- INSTRUCTIONS FOR THE TASK:
Nothing other than the lines from the one containing "Query: red tail fin" through the close of the entries below should be printed, each exactly.

- THE INPUT:
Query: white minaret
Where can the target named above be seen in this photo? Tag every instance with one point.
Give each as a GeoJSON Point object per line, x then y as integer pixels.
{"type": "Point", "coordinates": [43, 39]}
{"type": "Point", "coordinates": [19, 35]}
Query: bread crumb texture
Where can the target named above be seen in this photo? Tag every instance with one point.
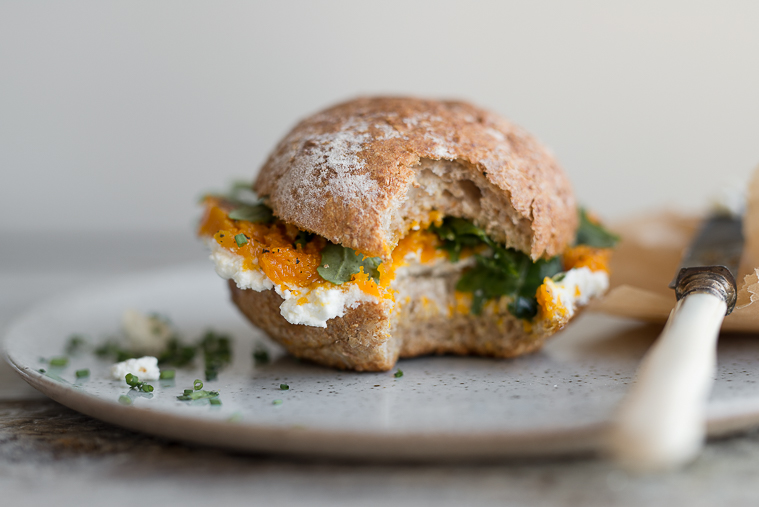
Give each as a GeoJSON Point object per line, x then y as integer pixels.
{"type": "Point", "coordinates": [362, 172]}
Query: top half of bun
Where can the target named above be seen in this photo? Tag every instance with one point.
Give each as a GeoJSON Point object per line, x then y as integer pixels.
{"type": "Point", "coordinates": [362, 173]}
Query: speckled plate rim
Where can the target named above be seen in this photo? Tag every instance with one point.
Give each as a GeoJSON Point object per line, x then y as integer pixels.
{"type": "Point", "coordinates": [723, 418]}
{"type": "Point", "coordinates": [310, 442]}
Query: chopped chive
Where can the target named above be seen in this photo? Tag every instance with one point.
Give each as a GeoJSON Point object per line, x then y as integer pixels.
{"type": "Point", "coordinates": [59, 361]}
{"type": "Point", "coordinates": [199, 395]}
{"type": "Point", "coordinates": [241, 240]}
{"type": "Point", "coordinates": [260, 355]}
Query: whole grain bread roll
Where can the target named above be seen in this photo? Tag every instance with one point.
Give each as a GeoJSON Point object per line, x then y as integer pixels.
{"type": "Point", "coordinates": [363, 174]}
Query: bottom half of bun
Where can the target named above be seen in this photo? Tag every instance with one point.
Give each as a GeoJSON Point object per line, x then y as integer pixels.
{"type": "Point", "coordinates": [429, 318]}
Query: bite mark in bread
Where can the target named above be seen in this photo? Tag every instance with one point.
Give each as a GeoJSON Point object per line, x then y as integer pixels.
{"type": "Point", "coordinates": [373, 175]}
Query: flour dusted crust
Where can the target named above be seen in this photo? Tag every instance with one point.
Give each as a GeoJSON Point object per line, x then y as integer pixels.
{"type": "Point", "coordinates": [363, 172]}
{"type": "Point", "coordinates": [372, 336]}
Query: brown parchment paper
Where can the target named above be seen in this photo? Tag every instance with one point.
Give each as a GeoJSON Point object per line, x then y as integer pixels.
{"type": "Point", "coordinates": [646, 259]}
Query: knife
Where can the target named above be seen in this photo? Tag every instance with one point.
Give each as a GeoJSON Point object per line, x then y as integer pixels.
{"type": "Point", "coordinates": [661, 425]}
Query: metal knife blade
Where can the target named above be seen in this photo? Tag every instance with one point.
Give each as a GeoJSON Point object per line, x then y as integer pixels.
{"type": "Point", "coordinates": [710, 264]}
{"type": "Point", "coordinates": [661, 423]}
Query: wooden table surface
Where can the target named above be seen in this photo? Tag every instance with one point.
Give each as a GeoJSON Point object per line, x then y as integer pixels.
{"type": "Point", "coordinates": [52, 455]}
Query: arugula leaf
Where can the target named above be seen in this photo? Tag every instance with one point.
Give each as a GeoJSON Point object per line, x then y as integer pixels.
{"type": "Point", "coordinates": [594, 234]}
{"type": "Point", "coordinates": [506, 272]}
{"type": "Point", "coordinates": [257, 213]}
{"type": "Point", "coordinates": [457, 234]}
{"type": "Point", "coordinates": [339, 263]}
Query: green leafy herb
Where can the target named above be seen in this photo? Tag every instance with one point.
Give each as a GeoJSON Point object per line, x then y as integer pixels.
{"type": "Point", "coordinates": [217, 353]}
{"type": "Point", "coordinates": [197, 394]}
{"type": "Point", "coordinates": [75, 345]}
{"type": "Point", "coordinates": [594, 234]}
{"type": "Point", "coordinates": [257, 213]}
{"type": "Point", "coordinates": [506, 272]}
{"type": "Point", "coordinates": [339, 263]}
{"type": "Point", "coordinates": [60, 361]}
{"type": "Point", "coordinates": [457, 234]}
{"type": "Point", "coordinates": [260, 355]}
{"type": "Point", "coordinates": [134, 382]}
{"type": "Point", "coordinates": [241, 240]}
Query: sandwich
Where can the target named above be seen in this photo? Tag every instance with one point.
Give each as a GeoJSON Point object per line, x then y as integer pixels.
{"type": "Point", "coordinates": [386, 228]}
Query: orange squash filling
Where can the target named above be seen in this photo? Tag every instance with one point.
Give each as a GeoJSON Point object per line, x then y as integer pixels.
{"type": "Point", "coordinates": [270, 247]}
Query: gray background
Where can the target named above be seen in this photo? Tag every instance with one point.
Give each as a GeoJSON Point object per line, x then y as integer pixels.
{"type": "Point", "coordinates": [117, 115]}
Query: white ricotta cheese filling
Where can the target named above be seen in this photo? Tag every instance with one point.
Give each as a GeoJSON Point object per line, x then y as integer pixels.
{"type": "Point", "coordinates": [301, 305]}
{"type": "Point", "coordinates": [146, 334]}
{"type": "Point", "coordinates": [144, 368]}
{"type": "Point", "coordinates": [577, 288]}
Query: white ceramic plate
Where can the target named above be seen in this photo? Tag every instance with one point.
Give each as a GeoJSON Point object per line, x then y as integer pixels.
{"type": "Point", "coordinates": [553, 402]}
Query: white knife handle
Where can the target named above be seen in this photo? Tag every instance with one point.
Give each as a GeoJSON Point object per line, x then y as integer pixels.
{"type": "Point", "coordinates": [661, 423]}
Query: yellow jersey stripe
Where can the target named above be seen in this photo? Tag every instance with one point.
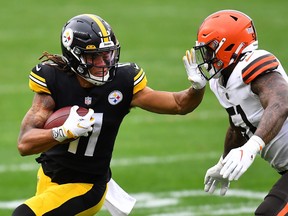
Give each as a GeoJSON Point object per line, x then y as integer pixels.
{"type": "Point", "coordinates": [101, 26]}
{"type": "Point", "coordinates": [140, 81]}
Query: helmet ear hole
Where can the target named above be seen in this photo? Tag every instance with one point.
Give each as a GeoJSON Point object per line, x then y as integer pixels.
{"type": "Point", "coordinates": [230, 47]}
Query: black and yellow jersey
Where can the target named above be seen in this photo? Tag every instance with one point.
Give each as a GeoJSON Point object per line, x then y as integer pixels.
{"type": "Point", "coordinates": [110, 102]}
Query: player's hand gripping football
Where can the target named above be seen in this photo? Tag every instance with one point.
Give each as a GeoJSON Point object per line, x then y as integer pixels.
{"type": "Point", "coordinates": [240, 159]}
{"type": "Point", "coordinates": [213, 179]}
{"type": "Point", "coordinates": [194, 75]}
{"type": "Point", "coordinates": [74, 126]}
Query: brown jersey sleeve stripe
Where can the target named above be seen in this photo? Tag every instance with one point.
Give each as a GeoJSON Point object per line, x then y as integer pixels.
{"type": "Point", "coordinates": [258, 66]}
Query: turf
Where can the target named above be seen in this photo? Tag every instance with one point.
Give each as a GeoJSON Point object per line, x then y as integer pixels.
{"type": "Point", "coordinates": [159, 159]}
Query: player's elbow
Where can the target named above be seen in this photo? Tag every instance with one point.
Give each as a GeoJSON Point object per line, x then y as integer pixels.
{"type": "Point", "coordinates": [22, 149]}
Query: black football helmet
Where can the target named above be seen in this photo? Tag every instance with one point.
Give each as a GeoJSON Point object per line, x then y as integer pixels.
{"type": "Point", "coordinates": [89, 34]}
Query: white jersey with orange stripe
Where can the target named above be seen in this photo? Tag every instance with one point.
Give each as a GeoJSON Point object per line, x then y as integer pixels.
{"type": "Point", "coordinates": [244, 107]}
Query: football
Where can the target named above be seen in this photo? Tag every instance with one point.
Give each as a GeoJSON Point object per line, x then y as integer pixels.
{"type": "Point", "coordinates": [58, 118]}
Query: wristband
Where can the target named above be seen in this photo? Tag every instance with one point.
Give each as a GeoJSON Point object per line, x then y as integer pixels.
{"type": "Point", "coordinates": [259, 141]}
{"type": "Point", "coordinates": [58, 134]}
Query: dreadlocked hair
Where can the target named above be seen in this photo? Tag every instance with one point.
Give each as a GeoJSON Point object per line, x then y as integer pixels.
{"type": "Point", "coordinates": [58, 61]}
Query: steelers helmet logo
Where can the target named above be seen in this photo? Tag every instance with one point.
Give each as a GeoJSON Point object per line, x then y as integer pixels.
{"type": "Point", "coordinates": [67, 37]}
{"type": "Point", "coordinates": [115, 97]}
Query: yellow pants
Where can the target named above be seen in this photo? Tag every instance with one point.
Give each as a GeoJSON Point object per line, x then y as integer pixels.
{"type": "Point", "coordinates": [81, 199]}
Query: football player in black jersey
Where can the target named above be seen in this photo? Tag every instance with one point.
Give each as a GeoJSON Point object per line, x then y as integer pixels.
{"type": "Point", "coordinates": [75, 157]}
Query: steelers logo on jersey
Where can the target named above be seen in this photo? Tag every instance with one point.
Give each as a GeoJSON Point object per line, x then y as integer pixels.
{"type": "Point", "coordinates": [115, 97]}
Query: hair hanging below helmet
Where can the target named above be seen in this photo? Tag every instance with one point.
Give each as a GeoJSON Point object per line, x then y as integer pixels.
{"type": "Point", "coordinates": [222, 38]}
{"type": "Point", "coordinates": [90, 35]}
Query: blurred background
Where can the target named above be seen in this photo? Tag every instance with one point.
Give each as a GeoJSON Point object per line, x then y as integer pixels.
{"type": "Point", "coordinates": [161, 160]}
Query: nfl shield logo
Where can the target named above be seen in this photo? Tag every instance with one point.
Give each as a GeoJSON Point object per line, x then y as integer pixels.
{"type": "Point", "coordinates": [88, 100]}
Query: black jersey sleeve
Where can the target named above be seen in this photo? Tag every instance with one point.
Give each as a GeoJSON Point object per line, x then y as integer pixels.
{"type": "Point", "coordinates": [38, 78]}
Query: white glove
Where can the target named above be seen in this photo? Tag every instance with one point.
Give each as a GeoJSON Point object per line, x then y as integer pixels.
{"type": "Point", "coordinates": [240, 159]}
{"type": "Point", "coordinates": [74, 126]}
{"type": "Point", "coordinates": [213, 178]}
{"type": "Point", "coordinates": [194, 75]}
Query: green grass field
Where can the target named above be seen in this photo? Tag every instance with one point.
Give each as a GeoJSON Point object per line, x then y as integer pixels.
{"type": "Point", "coordinates": [159, 159]}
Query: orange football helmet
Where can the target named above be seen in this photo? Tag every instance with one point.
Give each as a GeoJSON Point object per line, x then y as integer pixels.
{"type": "Point", "coordinates": [221, 39]}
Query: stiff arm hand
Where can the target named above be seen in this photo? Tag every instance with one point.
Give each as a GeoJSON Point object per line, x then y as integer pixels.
{"type": "Point", "coordinates": [74, 126]}
{"type": "Point", "coordinates": [194, 75]}
{"type": "Point", "coordinates": [213, 179]}
{"type": "Point", "coordinates": [240, 159]}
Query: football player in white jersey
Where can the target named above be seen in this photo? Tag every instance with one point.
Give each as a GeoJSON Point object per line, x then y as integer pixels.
{"type": "Point", "coordinates": [252, 86]}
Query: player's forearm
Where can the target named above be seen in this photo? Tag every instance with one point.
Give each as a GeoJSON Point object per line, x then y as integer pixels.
{"type": "Point", "coordinates": [271, 122]}
{"type": "Point", "coordinates": [35, 141]}
{"type": "Point", "coordinates": [233, 139]}
{"type": "Point", "coordinates": [188, 100]}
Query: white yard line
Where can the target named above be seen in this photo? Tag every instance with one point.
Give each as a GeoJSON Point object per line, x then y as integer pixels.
{"type": "Point", "coordinates": [169, 201]}
{"type": "Point", "coordinates": [122, 161]}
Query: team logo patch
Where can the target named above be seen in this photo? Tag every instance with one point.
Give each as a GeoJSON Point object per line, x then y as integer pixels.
{"type": "Point", "coordinates": [67, 37]}
{"type": "Point", "coordinates": [115, 97]}
{"type": "Point", "coordinates": [88, 100]}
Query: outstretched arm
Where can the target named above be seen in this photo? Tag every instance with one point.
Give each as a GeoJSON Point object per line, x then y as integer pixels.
{"type": "Point", "coordinates": [272, 90]}
{"type": "Point", "coordinates": [164, 102]}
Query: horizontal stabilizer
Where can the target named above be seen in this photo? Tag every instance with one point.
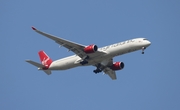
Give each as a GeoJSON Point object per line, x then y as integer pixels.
{"type": "Point", "coordinates": [35, 63]}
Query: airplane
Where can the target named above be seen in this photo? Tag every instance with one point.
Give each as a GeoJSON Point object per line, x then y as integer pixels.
{"type": "Point", "coordinates": [101, 58]}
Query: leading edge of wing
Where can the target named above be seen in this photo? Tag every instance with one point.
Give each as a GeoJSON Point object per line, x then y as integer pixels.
{"type": "Point", "coordinates": [58, 40]}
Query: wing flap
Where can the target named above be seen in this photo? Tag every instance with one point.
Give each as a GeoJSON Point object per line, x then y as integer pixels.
{"type": "Point", "coordinates": [35, 63]}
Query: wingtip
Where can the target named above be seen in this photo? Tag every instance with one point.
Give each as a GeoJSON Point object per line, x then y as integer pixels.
{"type": "Point", "coordinates": [33, 28]}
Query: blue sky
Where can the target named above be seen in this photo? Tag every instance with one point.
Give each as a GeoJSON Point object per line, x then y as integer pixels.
{"type": "Point", "coordinates": [148, 82]}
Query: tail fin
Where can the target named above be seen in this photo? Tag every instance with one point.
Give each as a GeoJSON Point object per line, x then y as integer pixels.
{"type": "Point", "coordinates": [45, 59]}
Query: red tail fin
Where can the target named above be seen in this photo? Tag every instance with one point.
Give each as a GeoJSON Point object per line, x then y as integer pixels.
{"type": "Point", "coordinates": [45, 59]}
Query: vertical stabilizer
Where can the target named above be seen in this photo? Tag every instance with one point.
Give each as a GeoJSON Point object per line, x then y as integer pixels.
{"type": "Point", "coordinates": [45, 59]}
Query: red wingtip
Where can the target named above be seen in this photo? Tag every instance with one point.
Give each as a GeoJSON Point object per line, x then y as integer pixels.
{"type": "Point", "coordinates": [33, 28]}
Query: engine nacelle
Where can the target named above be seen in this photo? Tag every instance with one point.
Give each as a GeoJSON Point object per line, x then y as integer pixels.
{"type": "Point", "coordinates": [117, 66]}
{"type": "Point", "coordinates": [91, 49]}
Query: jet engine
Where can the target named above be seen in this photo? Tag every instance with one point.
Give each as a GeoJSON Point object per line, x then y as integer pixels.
{"type": "Point", "coordinates": [91, 49]}
{"type": "Point", "coordinates": [117, 66]}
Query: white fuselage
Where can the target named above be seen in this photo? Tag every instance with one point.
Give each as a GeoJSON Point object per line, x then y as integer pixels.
{"type": "Point", "coordinates": [111, 51]}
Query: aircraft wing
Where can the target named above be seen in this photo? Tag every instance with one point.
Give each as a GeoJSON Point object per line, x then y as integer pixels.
{"type": "Point", "coordinates": [78, 49]}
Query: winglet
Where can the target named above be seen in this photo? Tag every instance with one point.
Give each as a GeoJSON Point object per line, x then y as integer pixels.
{"type": "Point", "coordinates": [33, 28]}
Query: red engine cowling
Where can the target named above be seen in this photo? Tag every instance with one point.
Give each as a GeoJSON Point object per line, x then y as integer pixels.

- TASK SOLUTION:
Query: red tail fin
Where can the target named above be seen in this photo? Tag every instance with one point.
Give each as a GeoJSON Point object per line, x then y as integer pixels.
{"type": "Point", "coordinates": [45, 59]}
Query: vertical stabilizer
Where can the target named above be seen in this photo? Tag every instance with one point.
Give each as a GeoJSON Point object per line, x then y as integer pixels.
{"type": "Point", "coordinates": [45, 59]}
Query: red wingtip
Where can the target named above be seen in this photo? Tag every instance with one point.
Give each as a GeoJSON Point object per line, x then y as integer pixels.
{"type": "Point", "coordinates": [33, 28]}
Query: engine nacelle
Where can the target named above be seen in this photo? Tag every instance with one point.
Give each as a GeoJSON Point object per line, x then y as integer pixels.
{"type": "Point", "coordinates": [117, 66]}
{"type": "Point", "coordinates": [91, 49]}
Query: jet engine
Where can the target named above be seen in this photo? Tag every instance with one point.
Give each as a GeoJSON Point object per line, x then y as integer pixels.
{"type": "Point", "coordinates": [91, 49]}
{"type": "Point", "coordinates": [117, 66]}
Query: white fuselage
Where can the target named above be seen in this photo? Tag every instance with one point.
Give each as a GeoJSON Point object per line, x then y as integer pixels.
{"type": "Point", "coordinates": [111, 51]}
Query: aircraft wing
Where can the target named above be seen in this photo? Tag every instance with one point.
Give each as a GeoJSON Point object per line, x then y as integer pixels.
{"type": "Point", "coordinates": [78, 49]}
Query: winglet
Where can the target named above be seen in this photo? Tag every instance with one point.
Give each as a GeoJSON Point object per line, x then y as integer pixels.
{"type": "Point", "coordinates": [33, 28]}
Query: red engine cowling
Where can the target named above be seen in this photo? Tag every instance with one point.
Give each as a GeoJSON Point object per line, x then y as integer pixels.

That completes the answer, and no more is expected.